--- Begin MATERIAL PROVIDED ---
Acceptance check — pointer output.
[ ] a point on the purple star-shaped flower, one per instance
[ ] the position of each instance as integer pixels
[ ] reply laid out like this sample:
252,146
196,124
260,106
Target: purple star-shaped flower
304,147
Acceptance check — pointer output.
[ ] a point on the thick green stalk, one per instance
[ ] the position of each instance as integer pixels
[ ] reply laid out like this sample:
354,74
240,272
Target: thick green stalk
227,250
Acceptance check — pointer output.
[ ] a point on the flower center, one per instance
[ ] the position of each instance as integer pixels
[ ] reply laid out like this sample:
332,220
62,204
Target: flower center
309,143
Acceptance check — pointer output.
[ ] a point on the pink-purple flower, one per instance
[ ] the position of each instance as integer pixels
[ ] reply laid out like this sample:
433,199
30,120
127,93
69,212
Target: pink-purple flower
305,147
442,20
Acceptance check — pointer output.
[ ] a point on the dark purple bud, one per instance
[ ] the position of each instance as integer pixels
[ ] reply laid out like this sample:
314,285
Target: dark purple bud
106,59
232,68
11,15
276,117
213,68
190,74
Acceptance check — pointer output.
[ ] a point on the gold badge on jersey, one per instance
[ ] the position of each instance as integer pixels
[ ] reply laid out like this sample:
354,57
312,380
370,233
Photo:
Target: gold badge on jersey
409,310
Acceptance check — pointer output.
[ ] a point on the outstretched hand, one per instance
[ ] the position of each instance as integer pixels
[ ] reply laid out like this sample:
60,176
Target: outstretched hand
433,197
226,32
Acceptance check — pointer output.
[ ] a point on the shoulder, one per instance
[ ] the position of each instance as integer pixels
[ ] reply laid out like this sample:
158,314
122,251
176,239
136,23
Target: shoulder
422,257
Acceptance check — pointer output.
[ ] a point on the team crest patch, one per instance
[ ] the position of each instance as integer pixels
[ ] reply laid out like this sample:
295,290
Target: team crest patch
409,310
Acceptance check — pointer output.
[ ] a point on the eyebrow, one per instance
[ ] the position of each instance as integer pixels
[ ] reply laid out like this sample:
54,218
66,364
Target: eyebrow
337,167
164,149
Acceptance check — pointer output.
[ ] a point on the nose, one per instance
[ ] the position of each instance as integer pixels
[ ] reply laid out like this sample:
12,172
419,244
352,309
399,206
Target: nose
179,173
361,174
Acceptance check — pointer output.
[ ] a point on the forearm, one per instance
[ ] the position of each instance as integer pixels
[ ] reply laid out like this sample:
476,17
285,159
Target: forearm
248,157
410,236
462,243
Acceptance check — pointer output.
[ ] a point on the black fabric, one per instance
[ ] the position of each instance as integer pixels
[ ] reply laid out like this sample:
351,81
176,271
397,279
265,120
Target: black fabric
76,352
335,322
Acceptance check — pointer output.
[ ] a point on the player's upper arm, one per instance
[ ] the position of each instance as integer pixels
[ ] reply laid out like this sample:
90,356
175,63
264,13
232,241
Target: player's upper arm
--- End MATERIAL PROVIDED ---
[DIRECTIONS FOR THIS TASK]
Gather every line of the material above that contains the word "stalk".

[COMPLETED TASK]
[ ] a point on the thick green stalk, one per instance
Target: thick green stalk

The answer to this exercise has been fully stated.